— START THE INPUT —
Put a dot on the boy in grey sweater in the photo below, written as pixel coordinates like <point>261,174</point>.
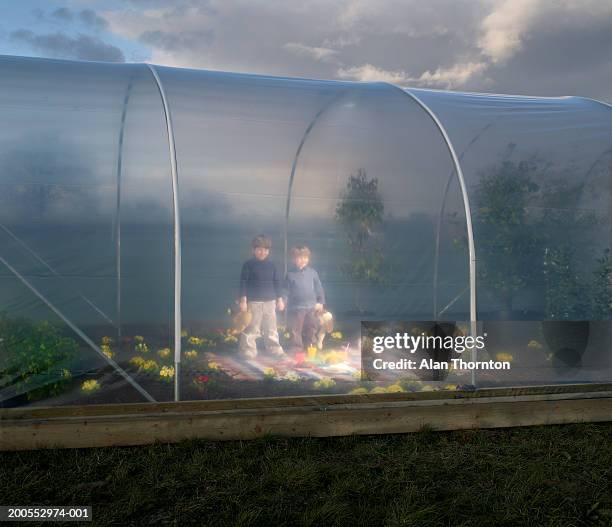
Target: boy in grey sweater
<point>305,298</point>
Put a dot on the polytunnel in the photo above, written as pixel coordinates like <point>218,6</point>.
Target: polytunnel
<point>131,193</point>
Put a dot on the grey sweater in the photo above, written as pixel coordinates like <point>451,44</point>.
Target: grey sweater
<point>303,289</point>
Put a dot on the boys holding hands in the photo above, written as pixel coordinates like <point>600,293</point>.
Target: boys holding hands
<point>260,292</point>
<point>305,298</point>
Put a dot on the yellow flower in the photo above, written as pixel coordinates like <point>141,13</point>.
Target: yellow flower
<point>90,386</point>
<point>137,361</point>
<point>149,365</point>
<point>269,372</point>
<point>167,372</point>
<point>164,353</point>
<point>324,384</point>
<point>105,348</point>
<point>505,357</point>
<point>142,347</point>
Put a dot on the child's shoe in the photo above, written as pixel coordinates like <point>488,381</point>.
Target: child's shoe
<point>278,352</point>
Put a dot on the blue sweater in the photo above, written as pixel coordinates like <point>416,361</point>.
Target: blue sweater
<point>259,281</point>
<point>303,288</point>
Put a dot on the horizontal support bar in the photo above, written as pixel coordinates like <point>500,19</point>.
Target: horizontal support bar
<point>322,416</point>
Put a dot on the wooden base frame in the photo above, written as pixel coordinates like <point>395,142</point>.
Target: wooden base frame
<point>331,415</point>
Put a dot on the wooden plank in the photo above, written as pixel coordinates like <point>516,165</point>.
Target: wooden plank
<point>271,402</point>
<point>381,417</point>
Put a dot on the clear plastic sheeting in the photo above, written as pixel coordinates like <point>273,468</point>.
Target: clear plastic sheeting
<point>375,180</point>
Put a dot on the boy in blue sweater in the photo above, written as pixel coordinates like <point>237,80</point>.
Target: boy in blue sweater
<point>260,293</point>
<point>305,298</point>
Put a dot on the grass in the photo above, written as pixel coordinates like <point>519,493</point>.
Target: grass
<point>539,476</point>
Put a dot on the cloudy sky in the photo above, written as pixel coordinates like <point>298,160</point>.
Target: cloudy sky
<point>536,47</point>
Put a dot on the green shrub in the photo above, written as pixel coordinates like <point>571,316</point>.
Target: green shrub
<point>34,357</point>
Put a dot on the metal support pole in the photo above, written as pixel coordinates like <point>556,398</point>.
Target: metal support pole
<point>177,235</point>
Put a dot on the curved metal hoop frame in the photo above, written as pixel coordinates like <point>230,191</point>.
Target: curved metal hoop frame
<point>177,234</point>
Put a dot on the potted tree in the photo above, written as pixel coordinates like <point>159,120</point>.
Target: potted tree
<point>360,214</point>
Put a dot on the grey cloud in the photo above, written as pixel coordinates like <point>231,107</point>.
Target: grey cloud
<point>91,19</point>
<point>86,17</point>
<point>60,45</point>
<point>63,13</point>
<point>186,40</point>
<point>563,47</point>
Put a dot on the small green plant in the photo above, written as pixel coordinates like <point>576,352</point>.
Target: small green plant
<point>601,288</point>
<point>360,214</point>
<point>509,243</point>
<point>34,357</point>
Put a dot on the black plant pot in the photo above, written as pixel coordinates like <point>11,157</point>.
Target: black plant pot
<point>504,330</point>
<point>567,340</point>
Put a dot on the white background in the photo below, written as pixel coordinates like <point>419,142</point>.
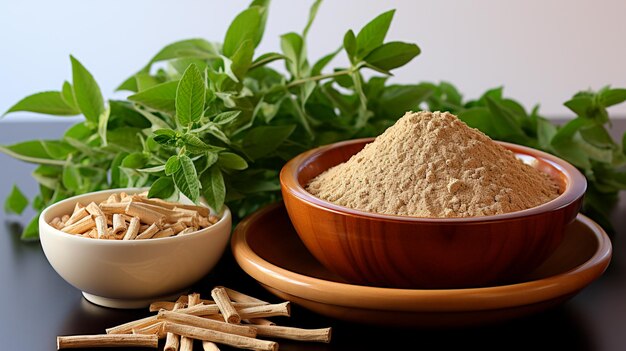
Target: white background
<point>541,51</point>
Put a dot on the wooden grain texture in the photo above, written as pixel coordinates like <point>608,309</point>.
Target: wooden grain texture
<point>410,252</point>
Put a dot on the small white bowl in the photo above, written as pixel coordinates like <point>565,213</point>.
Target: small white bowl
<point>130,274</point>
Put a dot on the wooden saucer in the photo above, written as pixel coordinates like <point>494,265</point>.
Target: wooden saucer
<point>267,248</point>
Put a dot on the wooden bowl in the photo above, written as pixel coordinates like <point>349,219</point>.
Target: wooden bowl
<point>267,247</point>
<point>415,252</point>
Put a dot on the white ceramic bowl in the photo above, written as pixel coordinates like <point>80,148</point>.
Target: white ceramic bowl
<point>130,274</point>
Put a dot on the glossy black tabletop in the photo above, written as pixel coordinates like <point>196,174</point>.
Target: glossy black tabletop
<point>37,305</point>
— END THE INPUT —
YOUR INSTRUCTIONS: Reproduce verbatim the lines of the records from the line with "Put a dot on the curved" up to and including the line with "<point>410,252</point>". Omit the pictures from your answer.

SOLUTION BELOW:
Put a dot on the curved metal hoop frame in the photo above, written as pixel coordinates like <point>230,191</point>.
Target: curved metal hoop frame
<point>177,234</point>
Put a dot on the potted tree in the photo above, written as pixel coordinates like <point>159,120</point>.
Target: potted tree
<point>360,214</point>
Put a dot on the grey cloud in the photo above, written as pixel coordinates like <point>231,107</point>.
Target: grey cloud
<point>91,19</point>
<point>86,17</point>
<point>60,45</point>
<point>63,13</point>
<point>186,40</point>
<point>563,47</point>
Put a dot on the small green plant in the photo above, written as pixel coordinates like <point>576,352</point>.
Target: small green plant
<point>601,288</point>
<point>360,214</point>
<point>509,243</point>
<point>34,357</point>
Put a dot on the black plant pot in the photo above, written as pixel coordinates like <point>11,157</point>.
Target: black plant pot
<point>504,330</point>
<point>567,340</point>
Put a dot on the white background in the photo below, written as pixel coordinates like <point>419,142</point>.
Target: white background
<point>541,51</point>
Put a dot on the wooden grain texture in the photo above, written as pixel coordinates like <point>608,309</point>.
Target: wooden grain texture
<point>410,252</point>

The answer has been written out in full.